EXERCISE REQUIREMENTS:
1. List every place name that appears in the guide to living in Bali, each one only once.
2. Set down the passage of the guide to living in Bali from "When arriving at" up to and including "through the security.", keeping every word and punctuation mark unchanged.
3. Render this sentence from the guide to living in Bali in Spanish: "You will not be able to start this process once you leave the security check at the airport."

EXCERPT PROVIDED:

Are you contemplating living in Bali Bali and wonder exactly what it takes to make the move? In this guide you will be able to read all about getting set up in Bali, the cost of living, and some practical tips you might find useful for your stay in Canggu and in Bali in general.
Living in Bali
1. Visa for Indonesia
As Swedish/Slovenian citizens we have the right of a free 30-day visa for Indonesia. However, since we planned on staying in Bali for 2 months, we decided to get a Visa on Arrival (VOA), which then allows us to stay in the country for up to 2 months. The catch here is that you will need to begin the process already at the arrivals at the airport. You will not be able to start this process once you leave the security check at the airport.
When arriving at Denpasar, just visit the VOA desk and pay the fee of around $35, get the paper (on the image with the passports) and continue going through the security.

Stored entries
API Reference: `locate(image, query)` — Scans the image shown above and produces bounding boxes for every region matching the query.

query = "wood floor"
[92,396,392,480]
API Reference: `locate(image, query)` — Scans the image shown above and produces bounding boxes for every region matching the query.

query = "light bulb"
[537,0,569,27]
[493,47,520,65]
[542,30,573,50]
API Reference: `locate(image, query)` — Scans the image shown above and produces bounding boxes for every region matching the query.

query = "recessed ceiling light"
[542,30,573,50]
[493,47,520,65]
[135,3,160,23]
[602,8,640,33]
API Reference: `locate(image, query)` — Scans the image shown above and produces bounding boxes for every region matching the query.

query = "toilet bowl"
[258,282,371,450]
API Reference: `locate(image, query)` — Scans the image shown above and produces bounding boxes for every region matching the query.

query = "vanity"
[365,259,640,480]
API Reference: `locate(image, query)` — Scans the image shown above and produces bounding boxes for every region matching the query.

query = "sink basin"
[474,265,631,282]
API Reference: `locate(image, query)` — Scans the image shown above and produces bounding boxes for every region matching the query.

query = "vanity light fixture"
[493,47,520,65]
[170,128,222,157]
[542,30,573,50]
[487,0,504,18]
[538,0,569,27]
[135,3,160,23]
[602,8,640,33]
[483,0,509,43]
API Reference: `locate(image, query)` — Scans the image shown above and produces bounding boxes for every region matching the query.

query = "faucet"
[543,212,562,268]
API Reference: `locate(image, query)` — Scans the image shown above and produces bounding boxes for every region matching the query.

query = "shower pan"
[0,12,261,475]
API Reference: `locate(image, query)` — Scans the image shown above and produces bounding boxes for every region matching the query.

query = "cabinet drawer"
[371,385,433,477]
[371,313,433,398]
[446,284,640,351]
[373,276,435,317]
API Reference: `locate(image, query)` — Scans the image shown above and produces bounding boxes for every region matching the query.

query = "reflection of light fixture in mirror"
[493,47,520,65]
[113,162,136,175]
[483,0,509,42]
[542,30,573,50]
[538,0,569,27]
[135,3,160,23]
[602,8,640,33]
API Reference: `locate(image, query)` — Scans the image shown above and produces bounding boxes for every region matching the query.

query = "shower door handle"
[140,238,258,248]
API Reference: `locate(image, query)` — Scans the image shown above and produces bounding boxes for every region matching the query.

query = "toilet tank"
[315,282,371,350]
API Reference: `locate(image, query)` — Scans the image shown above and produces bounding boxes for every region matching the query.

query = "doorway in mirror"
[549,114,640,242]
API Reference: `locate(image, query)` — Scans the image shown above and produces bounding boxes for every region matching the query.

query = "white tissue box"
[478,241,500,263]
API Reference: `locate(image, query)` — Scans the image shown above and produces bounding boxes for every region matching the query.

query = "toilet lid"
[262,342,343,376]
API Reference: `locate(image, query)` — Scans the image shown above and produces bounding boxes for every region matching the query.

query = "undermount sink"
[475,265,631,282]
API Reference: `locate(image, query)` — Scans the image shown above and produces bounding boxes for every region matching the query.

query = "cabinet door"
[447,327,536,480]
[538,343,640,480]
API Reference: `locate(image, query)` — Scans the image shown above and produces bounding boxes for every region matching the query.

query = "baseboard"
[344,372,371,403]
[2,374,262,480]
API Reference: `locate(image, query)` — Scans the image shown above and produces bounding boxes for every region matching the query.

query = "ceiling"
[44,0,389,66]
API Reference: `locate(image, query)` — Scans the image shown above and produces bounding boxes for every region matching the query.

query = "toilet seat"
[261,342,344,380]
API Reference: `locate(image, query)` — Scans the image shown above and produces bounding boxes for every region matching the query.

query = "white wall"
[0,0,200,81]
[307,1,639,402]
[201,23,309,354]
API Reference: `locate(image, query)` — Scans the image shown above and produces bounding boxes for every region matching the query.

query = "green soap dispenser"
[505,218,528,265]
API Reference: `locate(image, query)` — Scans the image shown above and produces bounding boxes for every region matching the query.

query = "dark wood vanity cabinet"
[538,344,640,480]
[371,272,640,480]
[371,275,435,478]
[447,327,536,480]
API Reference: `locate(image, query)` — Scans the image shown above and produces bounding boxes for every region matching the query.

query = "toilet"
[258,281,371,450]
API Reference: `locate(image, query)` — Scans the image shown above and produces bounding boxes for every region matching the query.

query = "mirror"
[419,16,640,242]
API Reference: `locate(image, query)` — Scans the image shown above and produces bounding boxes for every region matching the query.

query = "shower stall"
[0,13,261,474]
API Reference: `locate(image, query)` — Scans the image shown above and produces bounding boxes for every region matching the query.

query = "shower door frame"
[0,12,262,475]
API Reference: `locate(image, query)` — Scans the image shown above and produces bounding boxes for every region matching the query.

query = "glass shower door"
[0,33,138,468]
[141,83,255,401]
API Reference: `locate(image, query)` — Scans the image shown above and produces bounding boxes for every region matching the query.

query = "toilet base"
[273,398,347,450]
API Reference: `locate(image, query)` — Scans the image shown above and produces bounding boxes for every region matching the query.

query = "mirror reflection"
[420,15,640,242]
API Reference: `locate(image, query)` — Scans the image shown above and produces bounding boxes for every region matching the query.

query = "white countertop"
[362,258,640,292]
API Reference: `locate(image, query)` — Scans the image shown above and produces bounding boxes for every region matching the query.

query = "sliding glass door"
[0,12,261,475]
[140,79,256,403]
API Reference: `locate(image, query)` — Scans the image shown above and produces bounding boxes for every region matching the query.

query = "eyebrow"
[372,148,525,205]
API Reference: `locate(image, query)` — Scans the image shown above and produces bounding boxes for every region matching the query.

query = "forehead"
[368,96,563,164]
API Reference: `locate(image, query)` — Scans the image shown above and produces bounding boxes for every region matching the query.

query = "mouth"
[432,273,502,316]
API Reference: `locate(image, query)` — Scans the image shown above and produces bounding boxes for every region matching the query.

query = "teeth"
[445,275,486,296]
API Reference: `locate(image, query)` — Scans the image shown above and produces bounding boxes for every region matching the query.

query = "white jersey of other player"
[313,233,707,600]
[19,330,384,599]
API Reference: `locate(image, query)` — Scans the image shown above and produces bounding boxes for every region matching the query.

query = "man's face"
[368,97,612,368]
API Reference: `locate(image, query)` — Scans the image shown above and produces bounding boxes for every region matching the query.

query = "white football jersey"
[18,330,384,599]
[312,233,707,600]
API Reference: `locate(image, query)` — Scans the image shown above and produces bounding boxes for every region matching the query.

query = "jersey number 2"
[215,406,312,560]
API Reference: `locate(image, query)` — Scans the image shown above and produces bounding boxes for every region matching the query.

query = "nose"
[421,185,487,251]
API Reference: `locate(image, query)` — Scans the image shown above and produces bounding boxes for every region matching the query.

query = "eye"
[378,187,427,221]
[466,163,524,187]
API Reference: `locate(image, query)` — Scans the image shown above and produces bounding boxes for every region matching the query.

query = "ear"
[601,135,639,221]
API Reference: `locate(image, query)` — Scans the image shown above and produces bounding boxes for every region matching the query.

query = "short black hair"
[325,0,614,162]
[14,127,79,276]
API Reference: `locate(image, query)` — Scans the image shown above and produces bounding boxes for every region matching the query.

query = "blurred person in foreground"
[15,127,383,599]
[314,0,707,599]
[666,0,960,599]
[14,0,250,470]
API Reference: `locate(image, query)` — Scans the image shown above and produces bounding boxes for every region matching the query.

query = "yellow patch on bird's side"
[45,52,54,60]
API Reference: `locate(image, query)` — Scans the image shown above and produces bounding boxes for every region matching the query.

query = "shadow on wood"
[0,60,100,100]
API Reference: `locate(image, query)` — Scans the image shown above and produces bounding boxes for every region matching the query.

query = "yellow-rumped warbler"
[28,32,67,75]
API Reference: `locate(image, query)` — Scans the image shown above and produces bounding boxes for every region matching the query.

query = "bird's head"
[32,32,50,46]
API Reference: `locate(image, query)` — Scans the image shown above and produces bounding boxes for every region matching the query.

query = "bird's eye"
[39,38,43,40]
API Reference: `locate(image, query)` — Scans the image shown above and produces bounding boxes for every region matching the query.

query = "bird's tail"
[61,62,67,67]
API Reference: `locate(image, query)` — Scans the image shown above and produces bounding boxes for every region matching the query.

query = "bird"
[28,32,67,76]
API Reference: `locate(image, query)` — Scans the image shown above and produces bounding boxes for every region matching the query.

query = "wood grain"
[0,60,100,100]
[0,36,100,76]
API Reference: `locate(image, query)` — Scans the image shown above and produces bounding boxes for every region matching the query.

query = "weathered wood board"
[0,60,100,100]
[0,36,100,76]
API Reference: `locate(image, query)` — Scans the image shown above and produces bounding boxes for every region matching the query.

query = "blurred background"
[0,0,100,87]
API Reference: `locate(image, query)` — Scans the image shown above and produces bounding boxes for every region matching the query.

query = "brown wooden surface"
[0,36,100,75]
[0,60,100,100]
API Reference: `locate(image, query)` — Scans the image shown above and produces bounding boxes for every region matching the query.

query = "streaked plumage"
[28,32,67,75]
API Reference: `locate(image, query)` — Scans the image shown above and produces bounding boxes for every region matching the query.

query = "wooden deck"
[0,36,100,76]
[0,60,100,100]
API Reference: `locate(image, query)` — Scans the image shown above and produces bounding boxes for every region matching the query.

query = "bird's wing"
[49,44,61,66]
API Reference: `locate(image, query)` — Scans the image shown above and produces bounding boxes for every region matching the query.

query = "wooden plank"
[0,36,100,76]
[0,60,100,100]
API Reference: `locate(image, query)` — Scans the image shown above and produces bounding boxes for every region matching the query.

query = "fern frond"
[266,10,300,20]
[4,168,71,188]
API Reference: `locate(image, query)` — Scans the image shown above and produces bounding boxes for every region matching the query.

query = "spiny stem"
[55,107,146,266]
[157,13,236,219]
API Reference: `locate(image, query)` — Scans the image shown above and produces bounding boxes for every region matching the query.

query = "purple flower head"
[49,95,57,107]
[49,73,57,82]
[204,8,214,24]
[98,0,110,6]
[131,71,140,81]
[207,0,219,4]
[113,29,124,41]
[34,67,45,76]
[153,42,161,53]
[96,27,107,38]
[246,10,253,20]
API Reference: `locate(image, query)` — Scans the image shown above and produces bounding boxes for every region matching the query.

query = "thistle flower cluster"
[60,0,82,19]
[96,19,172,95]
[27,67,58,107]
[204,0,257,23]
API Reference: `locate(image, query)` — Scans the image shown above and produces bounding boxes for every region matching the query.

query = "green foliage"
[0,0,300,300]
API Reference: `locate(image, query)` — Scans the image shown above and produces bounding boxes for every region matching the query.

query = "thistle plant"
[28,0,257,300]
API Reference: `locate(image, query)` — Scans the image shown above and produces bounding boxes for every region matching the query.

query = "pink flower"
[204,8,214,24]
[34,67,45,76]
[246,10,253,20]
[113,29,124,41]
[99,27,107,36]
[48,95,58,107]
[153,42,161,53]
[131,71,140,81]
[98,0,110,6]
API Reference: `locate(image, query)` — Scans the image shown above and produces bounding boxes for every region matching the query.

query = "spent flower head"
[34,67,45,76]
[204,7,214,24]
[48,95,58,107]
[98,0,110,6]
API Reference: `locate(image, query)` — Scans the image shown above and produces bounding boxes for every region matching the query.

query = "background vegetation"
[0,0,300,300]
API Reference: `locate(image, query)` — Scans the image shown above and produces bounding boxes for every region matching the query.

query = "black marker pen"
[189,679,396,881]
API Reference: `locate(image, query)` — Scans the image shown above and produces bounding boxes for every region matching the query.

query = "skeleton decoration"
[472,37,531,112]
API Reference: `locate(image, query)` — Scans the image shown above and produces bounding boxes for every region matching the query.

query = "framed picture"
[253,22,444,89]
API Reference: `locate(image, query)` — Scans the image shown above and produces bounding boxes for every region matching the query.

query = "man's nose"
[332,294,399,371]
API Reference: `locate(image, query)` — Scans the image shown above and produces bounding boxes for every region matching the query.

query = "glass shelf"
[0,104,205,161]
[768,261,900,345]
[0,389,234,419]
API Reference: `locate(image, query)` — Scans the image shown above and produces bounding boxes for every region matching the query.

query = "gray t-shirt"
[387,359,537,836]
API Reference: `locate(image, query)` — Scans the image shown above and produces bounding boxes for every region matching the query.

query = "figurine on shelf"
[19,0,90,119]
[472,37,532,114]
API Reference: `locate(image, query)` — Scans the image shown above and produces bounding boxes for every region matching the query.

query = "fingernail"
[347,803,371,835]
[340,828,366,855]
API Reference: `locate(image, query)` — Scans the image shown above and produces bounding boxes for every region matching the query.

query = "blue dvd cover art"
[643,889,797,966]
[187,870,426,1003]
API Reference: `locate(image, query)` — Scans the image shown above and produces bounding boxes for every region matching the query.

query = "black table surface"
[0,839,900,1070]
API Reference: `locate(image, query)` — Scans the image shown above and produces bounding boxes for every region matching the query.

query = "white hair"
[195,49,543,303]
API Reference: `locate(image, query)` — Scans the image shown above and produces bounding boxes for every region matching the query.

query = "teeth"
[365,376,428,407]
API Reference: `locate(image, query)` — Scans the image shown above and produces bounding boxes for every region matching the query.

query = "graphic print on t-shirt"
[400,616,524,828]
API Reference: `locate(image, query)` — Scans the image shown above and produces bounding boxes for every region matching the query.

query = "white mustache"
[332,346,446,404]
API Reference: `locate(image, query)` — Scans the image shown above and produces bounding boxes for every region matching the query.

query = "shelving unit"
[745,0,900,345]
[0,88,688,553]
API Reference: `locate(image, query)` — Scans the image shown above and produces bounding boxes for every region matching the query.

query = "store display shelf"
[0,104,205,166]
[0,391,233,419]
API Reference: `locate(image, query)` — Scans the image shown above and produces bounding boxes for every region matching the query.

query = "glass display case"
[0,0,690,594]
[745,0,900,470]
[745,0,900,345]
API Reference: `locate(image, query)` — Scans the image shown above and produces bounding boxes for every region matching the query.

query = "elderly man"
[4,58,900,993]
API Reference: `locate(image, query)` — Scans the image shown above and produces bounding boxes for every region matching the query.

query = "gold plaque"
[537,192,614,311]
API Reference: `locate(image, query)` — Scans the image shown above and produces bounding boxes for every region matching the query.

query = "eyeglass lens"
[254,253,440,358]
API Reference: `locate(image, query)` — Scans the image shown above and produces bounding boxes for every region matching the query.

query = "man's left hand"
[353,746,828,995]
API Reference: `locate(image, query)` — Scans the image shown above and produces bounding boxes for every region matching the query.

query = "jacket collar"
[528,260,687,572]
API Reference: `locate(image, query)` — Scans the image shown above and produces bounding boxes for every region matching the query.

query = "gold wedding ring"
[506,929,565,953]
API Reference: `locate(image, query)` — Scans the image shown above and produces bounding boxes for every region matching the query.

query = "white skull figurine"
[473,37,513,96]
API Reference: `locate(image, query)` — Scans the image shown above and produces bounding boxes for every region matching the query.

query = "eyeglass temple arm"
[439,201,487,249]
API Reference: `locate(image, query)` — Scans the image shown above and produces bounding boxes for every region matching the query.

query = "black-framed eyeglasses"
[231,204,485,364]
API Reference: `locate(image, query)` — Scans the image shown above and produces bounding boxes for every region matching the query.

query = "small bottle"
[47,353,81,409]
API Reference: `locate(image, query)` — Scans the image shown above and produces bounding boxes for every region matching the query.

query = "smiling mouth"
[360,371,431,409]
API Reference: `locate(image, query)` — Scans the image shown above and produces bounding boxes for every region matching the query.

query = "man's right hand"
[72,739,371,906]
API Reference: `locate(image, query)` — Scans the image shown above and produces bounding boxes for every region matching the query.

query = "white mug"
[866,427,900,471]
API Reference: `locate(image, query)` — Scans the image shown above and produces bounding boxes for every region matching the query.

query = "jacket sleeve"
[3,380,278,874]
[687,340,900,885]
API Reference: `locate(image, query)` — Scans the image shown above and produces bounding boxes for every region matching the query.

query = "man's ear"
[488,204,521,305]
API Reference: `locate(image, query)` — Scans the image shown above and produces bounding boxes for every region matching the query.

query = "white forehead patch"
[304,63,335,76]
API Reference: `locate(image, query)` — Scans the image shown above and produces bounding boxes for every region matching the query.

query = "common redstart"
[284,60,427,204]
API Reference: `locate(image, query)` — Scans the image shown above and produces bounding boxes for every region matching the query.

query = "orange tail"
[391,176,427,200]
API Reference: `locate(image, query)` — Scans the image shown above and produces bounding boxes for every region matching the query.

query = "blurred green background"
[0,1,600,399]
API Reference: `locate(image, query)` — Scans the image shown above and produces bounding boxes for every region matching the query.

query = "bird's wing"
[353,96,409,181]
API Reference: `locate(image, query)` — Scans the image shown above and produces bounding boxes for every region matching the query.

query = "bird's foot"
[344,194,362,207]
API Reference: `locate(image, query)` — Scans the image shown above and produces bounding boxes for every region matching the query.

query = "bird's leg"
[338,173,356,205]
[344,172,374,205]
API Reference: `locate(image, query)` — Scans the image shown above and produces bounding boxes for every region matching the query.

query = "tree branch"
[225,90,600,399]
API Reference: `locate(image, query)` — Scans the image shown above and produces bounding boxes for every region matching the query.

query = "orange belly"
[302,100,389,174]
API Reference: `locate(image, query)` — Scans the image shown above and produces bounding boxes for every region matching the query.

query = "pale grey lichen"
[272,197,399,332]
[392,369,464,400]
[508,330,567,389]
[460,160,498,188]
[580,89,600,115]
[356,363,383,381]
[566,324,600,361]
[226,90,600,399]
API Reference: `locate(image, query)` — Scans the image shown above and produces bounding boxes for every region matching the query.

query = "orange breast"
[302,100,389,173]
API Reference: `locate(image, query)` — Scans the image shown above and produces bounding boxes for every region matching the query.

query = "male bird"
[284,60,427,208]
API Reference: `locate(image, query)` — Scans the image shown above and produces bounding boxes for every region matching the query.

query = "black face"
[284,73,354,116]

SOLUTIONS TO EACH TASK:
1. Bali, Canggu, Indonesia, Denpasar

2.
When arriving at Denpasar, just visit the VOA desk and pay the fee of around $35, get the paper (on the image with the passports) and continue going through the security.

3. No podrás iniciar este proceso una vez que salgas del control de seguridad del aeropuerto.